** BEGIN **

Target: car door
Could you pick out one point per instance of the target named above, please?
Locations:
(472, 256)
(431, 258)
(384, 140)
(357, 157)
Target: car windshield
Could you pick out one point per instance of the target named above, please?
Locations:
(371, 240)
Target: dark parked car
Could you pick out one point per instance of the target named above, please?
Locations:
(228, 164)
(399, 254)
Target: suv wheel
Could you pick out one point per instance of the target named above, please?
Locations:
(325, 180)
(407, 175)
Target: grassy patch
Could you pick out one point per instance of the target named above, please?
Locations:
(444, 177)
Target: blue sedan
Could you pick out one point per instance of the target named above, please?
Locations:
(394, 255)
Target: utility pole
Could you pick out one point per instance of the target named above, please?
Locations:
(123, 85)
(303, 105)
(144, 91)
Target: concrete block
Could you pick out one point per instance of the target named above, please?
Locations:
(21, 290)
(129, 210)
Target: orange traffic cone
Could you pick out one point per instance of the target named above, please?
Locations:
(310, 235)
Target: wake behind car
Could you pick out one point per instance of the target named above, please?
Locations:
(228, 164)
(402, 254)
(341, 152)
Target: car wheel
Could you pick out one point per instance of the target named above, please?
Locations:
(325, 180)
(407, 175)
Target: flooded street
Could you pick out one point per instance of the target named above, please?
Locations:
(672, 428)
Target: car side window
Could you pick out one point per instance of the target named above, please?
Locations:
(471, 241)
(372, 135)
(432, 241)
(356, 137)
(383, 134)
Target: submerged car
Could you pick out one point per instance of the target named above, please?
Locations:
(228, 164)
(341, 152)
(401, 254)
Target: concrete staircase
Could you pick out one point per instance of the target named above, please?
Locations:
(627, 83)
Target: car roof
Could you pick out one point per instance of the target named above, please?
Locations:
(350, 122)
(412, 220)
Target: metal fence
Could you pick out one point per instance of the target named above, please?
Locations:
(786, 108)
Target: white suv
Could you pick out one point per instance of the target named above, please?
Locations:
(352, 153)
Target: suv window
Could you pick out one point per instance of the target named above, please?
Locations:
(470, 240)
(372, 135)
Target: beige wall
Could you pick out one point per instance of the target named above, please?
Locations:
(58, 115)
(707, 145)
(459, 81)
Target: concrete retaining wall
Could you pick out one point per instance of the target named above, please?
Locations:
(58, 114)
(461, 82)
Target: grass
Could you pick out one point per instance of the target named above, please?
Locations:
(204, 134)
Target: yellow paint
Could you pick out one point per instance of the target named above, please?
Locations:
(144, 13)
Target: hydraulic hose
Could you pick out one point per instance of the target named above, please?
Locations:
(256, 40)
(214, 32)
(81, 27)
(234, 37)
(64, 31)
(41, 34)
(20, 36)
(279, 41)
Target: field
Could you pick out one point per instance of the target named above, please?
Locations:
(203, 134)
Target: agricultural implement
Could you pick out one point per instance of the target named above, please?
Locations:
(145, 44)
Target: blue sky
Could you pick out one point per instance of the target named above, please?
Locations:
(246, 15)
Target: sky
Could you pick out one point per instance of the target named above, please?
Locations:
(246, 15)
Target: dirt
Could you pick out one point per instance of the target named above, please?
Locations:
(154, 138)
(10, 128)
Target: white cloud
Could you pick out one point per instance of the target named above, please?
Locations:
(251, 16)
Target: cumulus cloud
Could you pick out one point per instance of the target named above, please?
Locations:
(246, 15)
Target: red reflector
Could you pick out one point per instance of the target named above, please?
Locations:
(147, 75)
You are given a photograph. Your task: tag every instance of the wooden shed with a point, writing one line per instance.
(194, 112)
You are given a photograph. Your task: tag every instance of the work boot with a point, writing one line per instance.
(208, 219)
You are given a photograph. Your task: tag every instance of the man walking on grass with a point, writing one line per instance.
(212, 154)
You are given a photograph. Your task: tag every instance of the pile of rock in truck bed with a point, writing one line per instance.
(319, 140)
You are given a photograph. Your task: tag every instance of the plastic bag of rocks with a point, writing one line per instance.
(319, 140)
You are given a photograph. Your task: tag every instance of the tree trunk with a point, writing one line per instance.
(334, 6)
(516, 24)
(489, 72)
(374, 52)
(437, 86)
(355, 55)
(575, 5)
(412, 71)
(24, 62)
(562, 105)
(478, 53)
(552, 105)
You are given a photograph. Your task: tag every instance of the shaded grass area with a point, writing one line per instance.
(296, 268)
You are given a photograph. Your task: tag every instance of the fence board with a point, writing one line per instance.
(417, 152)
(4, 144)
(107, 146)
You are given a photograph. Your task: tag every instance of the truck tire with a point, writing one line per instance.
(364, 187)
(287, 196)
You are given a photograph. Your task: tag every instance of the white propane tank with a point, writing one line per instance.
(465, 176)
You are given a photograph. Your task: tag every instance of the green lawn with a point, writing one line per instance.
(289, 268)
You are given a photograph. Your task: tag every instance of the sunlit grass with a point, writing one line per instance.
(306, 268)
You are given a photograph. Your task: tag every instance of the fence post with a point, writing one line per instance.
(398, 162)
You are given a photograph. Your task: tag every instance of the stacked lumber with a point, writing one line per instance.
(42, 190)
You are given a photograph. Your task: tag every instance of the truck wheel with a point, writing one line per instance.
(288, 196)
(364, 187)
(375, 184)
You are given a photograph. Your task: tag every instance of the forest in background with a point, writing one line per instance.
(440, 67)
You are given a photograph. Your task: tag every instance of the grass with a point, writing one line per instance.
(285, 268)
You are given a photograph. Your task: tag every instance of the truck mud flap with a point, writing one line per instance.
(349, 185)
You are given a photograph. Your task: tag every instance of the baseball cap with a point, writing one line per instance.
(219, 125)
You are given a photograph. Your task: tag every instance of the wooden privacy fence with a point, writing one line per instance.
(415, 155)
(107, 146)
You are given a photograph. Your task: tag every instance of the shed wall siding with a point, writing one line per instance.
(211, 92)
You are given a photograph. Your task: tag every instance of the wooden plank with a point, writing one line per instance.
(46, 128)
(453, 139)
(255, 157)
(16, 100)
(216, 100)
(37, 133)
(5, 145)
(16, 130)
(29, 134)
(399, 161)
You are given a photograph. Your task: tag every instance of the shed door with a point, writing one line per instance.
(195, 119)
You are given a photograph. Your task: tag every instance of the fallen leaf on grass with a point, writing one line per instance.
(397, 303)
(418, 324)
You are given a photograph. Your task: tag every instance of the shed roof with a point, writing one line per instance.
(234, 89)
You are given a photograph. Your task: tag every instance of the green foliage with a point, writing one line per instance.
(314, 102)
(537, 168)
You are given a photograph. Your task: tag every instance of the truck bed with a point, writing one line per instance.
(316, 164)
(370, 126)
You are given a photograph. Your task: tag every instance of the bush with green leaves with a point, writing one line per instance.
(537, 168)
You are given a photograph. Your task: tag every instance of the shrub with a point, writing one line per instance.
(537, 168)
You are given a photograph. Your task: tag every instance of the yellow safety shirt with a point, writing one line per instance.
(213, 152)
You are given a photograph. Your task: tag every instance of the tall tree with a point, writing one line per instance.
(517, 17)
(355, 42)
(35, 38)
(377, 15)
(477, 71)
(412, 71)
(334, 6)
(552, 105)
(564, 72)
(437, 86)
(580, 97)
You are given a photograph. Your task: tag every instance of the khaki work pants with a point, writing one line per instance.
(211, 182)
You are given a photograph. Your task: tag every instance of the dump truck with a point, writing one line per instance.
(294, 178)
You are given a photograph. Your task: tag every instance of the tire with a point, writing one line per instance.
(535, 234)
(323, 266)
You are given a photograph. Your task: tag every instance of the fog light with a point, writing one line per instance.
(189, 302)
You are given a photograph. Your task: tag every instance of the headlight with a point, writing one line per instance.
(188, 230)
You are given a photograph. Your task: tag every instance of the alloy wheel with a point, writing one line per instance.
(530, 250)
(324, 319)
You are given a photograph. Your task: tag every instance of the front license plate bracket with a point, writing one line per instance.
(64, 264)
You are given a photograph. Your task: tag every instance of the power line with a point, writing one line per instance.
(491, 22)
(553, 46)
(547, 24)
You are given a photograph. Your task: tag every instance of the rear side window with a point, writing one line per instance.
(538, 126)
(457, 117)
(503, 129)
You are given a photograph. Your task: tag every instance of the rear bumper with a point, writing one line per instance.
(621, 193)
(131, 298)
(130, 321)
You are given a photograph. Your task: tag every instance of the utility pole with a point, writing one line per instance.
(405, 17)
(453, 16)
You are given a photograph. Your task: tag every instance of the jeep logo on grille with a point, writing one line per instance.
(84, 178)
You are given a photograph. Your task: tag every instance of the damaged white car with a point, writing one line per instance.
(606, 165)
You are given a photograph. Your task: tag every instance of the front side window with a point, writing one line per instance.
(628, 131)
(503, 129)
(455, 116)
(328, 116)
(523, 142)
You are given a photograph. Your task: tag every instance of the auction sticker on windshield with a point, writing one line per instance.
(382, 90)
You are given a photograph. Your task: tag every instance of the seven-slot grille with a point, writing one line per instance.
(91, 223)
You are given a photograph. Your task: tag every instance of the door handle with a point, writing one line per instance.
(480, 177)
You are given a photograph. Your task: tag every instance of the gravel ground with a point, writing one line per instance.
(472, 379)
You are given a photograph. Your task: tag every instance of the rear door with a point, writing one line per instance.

** END **

Locate "of the auction" in the data above. Then repeat, exactly, its line and each line after it through the last, adding nothing.

You are given a photograph. Your task: tag every instance of the auction sticker on windshield with a point, writing one line per instance.
(382, 90)
You are given a photograph. Your task: tag every instance of the seven-slot grille with a point, writing one line per instance.
(91, 223)
You are given a photograph. Your task: tag every instance of the door handle with a point, writing one line per instance.
(480, 177)
You are given a photograph. Your task: tag every instance of the gravel ground with a point, writing one line per instance.
(472, 379)
You are given a photograph. Your task: tag every instance of the rear door with a point, writing one line per instance.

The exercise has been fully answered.